Brief: Echo the part of the T-Cut forum thread below that opens with the words containing "I've polished a" and closes with "headlights with it.", copying it word for word.

[start Page extract]

# T-Cut... anyone ever use it these days?



## jj9 (Jun 11, 2015)

Just wondering if anyone ever uses T-Cut, you know the stuff in the Red bottle.

Can you use it as a 1st stage cutting compound with a machine?

I've polished a lot of cars over the years all by hand and have had some good results using T-Cut, I've used it to remove scratches on solid and clear coat and have even polished headlights with it.



Cheers.


----------



## Kimo (Jun 7, 2013)

Lolol


----------



## turbosnoop (Apr 14, 2015)

Being serious for a moment I'd like to know what makes tcut different than other abrasives that we might use? Ag paint renovator or megs uc or similar? Why is tcut seen as a joke?
I remember using it to restore my faded vx astra which was going pink, about ten years ago. Working by hand it did a great job at putting the colour back closer to how it should have been , red


----------



## Rundie (Oct 2, 2007)

I was told it had ammonia in it and was no good ?


----------



## gordonpuk (Mar 14, 2010)

Rundie said:


> I was told it had ammonia in it and was no good ?


I understood that it did but it only affected metallic, which T-Cut made a different version for in a blue can, ammonia free.

This was more in the cellulose days though.


----------



## Rayaan (Jun 1, 2014)

I think the red bottle is for solid paints. Not really anything wrong with it, its just super abrasive (because its designed for use by hand). 

Dont use the red bottle on metallic paint though and defo don't use it with a machine unless the paint is really bad!


----------



## Demetrios72 (Jun 27, 2011)

I used to mix it with some SRP back in the day :thumb:


----------



## adamangler (Mar 9, 2013)

why is t cut a joke?

its not its great for what its designed for. consumers who have limited knowledge can pick up a bottle and by hand can improve their vehicles paintwork. i can see no reason why you cant use it as a budget cutting compound


----------



## sunnydude959 (Jan 3, 2014)

The problem with T-cut on cars is that there are far more technologically advanced ways of dealing with a given problem for not that much more money. Plus, as someone mentioned above, its not a good idea with metallic paint which is what most cars seem to have nowadays.

For example, you have a bit of bird crap stained into the paintwork, or perhaps you have a mild graze or shallow scratches - You can use megs ScratchX which has diminishing abrasives in it (put simply, when worked into the paintwork, it automagically starts as big particles to provide some form of cutting action, and gets smaller and smaller to provide a glossy polishing action).


----------



## turbosnoop (Apr 14, 2015)

So if it doesn't diminish, it probably cuts quicker by hand than diminishing abrasives? 
So if you just follow it up with a light cut product, say m205? , its all good? Plus its a fraction of the price of some of the alternatives around, which is never a bad thing.
Is it fair to say if you have no choice but to work by hand, and can follow up with a light cut polish, and you are looking to restore/renovate bad paint, tcuts maybe not such a bad option?
Everything has its place doesn't it?
Awaiting being trolled now :lol:


----------



## Harry_p (Mar 18, 2015)

I still have a bottle in my collection, a quick one stage process to get a decent gloss out of rattlecanned paint. Used to work wonders on my solid red BMW e30 too.

[end Page extract]
[start Data excerpt]

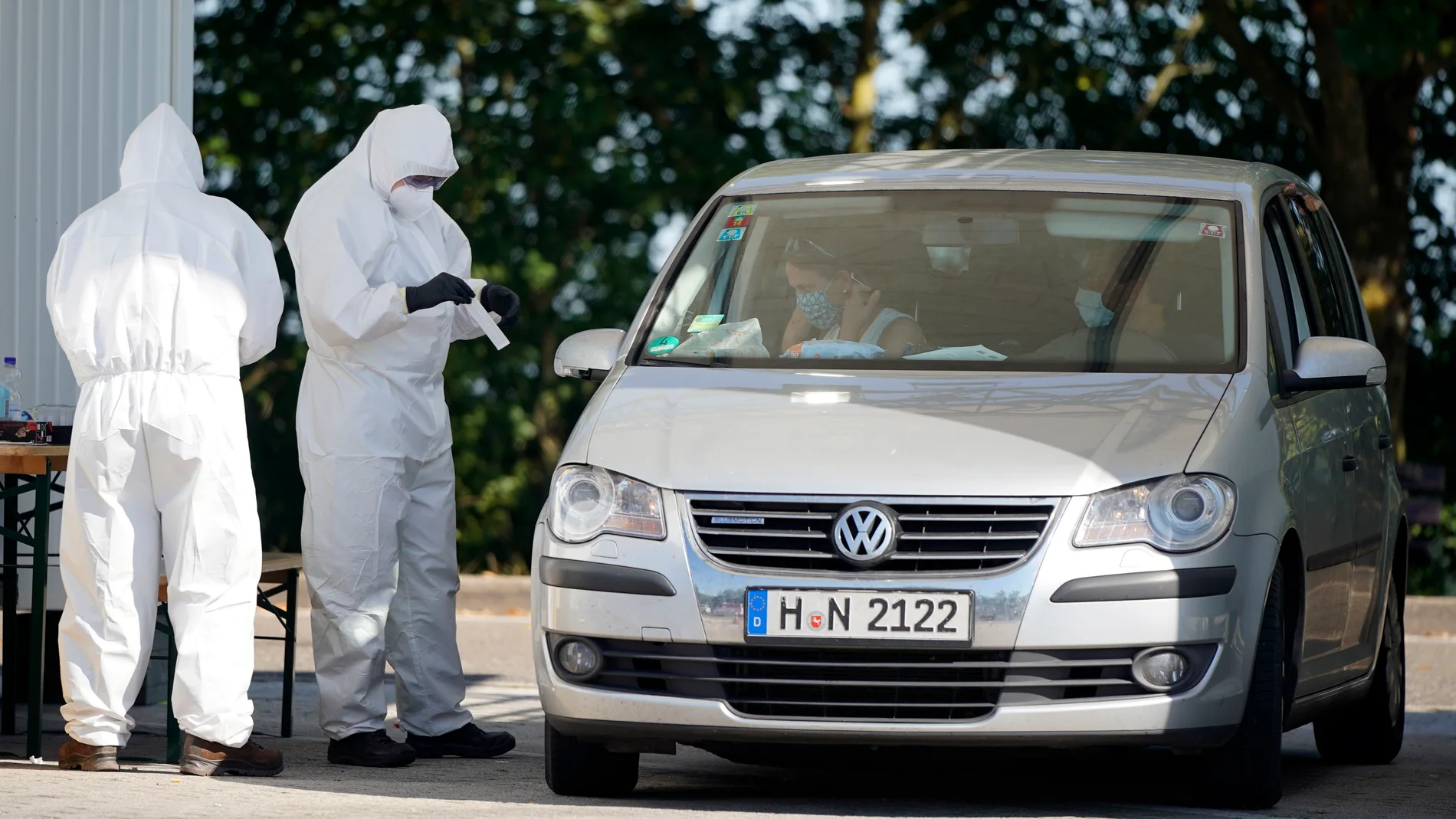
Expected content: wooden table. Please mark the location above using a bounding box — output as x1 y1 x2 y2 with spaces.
0 444 70 758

[end Data excerpt]

Response for this exercise:
I've polished a lot of cars over the years all by hand and have had some good results using T-Cut, I've used it to remove scratches on solid and clear coat and have even polished headlights with it.